### DATASET
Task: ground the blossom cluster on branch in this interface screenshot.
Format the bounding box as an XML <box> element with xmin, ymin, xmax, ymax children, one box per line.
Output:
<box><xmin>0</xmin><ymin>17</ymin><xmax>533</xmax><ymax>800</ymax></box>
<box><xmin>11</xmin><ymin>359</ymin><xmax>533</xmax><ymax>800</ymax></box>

### AIM
Reproduce the material above word for word, line by line.

### RESPONSE TO THIS TASK
Task: ground the blossom cluster on branch in this interface screenshot.
Format the bounding box as an XML <box> element with xmin, ymin, xmax, ymax children, one box per line.
Output:
<box><xmin>0</xmin><ymin>17</ymin><xmax>533</xmax><ymax>800</ymax></box>
<box><xmin>11</xmin><ymin>359</ymin><xmax>533</xmax><ymax>800</ymax></box>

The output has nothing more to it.